>> START Records shown

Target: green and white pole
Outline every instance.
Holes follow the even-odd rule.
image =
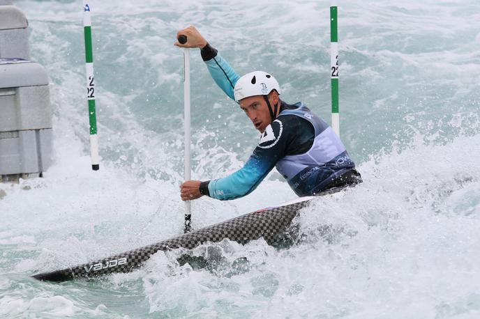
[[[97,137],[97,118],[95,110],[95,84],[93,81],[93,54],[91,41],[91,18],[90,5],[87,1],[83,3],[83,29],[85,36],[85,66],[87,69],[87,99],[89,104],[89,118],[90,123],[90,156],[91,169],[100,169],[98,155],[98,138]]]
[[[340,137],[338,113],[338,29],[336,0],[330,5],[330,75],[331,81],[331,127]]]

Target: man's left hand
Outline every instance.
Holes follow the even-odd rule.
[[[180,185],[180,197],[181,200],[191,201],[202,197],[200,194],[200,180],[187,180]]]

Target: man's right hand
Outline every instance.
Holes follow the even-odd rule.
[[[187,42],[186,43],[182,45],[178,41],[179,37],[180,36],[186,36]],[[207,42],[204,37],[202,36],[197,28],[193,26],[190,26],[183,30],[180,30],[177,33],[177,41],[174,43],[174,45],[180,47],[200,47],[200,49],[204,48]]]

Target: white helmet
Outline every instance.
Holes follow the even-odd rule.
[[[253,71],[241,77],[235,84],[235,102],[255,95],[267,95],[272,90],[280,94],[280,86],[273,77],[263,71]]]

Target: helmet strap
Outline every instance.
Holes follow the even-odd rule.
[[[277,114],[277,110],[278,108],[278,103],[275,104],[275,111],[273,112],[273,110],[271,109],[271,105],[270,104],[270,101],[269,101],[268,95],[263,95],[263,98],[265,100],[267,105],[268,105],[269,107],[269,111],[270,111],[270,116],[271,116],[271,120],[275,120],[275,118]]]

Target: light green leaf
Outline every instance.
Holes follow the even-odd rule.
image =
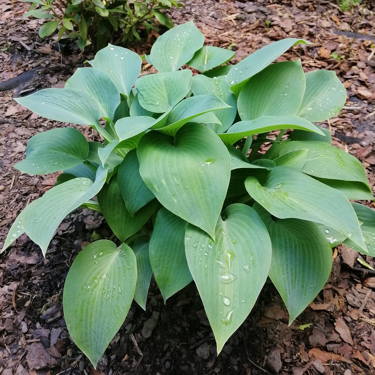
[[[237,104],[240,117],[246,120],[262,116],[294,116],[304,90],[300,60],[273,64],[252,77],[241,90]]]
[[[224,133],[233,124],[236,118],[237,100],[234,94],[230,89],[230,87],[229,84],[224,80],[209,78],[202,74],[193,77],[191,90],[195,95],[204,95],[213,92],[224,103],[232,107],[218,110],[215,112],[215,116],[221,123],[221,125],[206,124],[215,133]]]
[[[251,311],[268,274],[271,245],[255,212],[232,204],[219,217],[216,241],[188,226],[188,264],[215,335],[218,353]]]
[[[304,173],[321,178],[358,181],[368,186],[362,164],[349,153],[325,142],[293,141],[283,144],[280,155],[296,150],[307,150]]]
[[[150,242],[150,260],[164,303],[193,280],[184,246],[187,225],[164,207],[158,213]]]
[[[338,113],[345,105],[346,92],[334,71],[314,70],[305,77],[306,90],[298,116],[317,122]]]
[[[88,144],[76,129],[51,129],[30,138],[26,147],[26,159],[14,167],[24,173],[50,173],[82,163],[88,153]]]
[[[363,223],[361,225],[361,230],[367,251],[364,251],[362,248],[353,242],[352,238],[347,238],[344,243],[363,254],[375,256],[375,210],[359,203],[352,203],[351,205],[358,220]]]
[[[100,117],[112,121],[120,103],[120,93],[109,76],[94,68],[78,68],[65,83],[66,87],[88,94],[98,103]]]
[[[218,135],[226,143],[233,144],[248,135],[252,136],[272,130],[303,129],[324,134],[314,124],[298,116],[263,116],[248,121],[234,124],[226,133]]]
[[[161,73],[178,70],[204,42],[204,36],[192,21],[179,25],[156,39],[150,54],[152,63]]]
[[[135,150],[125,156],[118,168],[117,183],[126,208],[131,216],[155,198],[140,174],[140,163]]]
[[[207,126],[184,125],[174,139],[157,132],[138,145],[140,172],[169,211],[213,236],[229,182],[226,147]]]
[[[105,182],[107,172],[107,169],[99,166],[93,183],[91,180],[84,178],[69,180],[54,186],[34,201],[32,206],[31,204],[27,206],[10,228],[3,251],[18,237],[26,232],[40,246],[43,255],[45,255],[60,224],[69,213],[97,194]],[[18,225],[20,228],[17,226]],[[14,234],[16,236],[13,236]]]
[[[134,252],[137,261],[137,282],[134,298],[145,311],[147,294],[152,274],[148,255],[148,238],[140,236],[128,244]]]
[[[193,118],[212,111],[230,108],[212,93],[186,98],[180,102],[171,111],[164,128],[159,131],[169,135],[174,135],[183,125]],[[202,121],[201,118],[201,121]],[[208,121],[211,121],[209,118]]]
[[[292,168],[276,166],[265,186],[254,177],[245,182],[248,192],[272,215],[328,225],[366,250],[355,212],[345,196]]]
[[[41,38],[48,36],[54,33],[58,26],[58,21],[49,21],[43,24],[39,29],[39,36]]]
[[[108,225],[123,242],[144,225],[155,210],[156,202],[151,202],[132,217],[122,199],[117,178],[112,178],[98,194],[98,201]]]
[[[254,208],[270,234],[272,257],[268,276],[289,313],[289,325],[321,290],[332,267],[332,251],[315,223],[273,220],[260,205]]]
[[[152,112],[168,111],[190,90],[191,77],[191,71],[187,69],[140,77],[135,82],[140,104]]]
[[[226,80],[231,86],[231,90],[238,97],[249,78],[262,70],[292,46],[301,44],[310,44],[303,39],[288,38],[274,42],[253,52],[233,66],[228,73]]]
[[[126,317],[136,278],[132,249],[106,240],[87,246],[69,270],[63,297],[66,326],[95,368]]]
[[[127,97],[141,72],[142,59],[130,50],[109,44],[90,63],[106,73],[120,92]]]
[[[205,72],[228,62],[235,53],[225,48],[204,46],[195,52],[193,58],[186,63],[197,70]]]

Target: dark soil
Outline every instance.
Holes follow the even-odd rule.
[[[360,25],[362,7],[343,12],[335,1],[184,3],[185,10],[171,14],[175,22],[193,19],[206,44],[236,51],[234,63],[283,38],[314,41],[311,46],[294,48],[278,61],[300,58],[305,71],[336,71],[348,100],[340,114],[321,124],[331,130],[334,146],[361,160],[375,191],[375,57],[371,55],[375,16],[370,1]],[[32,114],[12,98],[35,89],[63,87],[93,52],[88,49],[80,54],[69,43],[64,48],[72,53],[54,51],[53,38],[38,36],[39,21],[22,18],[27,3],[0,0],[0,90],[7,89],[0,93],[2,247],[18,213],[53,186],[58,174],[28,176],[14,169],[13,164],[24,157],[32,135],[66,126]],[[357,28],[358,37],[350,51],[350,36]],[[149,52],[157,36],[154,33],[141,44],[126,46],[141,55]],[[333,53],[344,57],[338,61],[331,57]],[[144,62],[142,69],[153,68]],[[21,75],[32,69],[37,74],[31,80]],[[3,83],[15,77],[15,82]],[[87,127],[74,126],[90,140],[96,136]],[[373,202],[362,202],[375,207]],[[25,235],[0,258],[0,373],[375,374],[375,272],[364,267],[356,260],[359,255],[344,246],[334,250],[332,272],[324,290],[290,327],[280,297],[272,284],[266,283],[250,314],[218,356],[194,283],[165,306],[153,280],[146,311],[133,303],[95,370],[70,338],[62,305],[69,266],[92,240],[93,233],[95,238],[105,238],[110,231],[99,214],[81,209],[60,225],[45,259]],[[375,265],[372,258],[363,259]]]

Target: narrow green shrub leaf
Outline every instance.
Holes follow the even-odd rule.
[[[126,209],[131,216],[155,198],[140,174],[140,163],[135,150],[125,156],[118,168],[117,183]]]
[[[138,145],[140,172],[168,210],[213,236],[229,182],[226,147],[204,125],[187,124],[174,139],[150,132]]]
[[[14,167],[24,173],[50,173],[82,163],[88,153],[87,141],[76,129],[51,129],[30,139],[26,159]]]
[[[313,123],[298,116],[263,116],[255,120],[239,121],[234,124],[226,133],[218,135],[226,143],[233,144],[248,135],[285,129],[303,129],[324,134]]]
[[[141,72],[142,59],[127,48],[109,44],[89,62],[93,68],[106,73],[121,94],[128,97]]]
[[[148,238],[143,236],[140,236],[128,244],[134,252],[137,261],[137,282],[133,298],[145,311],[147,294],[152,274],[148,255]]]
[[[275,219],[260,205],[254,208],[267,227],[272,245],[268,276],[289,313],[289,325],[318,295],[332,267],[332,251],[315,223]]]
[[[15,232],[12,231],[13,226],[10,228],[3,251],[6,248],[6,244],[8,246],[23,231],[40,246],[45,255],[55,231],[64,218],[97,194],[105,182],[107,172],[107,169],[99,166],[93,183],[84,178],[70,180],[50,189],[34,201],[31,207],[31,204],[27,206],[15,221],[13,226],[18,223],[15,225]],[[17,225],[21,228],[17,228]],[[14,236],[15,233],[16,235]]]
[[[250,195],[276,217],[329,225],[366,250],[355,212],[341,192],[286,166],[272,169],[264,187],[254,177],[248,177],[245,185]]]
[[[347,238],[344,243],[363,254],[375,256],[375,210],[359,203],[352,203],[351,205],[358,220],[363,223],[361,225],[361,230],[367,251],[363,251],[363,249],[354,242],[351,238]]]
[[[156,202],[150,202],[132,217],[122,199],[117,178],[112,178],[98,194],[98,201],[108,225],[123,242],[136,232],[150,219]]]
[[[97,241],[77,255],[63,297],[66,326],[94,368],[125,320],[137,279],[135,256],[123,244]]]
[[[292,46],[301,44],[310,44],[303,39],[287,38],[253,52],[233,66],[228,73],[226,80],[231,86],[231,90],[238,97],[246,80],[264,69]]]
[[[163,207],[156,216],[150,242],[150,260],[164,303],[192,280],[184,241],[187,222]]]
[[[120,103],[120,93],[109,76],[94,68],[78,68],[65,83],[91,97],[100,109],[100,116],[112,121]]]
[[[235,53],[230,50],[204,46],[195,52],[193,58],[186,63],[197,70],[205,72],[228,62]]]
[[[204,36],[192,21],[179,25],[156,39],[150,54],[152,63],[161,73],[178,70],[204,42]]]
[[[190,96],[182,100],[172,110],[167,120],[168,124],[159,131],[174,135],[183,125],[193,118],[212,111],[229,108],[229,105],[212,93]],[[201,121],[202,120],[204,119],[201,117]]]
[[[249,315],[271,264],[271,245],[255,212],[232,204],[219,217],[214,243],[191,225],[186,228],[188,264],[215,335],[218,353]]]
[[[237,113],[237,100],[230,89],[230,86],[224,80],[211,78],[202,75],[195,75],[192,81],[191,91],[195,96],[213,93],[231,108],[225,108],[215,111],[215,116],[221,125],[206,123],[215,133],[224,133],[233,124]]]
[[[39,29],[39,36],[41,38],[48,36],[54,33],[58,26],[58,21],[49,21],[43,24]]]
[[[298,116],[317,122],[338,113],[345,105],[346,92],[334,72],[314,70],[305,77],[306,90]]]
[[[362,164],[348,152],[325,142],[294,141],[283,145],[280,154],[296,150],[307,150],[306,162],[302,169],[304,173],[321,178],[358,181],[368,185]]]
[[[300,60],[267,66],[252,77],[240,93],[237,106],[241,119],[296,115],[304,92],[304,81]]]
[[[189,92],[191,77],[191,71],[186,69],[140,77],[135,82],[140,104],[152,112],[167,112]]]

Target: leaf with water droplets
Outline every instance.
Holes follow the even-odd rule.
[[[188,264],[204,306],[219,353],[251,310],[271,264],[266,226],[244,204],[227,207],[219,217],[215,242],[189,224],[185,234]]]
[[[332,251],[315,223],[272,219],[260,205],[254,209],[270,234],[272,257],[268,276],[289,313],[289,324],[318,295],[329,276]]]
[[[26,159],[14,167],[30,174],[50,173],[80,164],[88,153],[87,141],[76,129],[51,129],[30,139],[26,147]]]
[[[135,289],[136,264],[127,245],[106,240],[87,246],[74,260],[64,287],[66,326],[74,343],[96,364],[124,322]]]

>> END Records shown

Exactly reproduce the lines beginning with the one that contains "Target: leaf with water droplets" and ending with the last line of the material, both included. Leave out everything else.

Answer
Target: leaf with water droplets
Outline every instance.
Holes follow the even-odd rule.
[[[188,264],[204,306],[219,353],[251,310],[271,264],[266,226],[244,204],[227,207],[219,217],[215,242],[189,224],[185,234]]]
[[[332,251],[315,223],[272,219],[260,205],[254,209],[270,234],[272,257],[268,276],[289,313],[289,324],[318,295],[329,276]]]
[[[26,159],[14,167],[30,174],[50,173],[80,164],[88,153],[87,141],[76,129],[51,129],[30,139],[26,147]]]
[[[135,289],[136,264],[127,245],[106,240],[87,246],[74,260],[64,287],[66,326],[74,343],[96,364],[124,322]]]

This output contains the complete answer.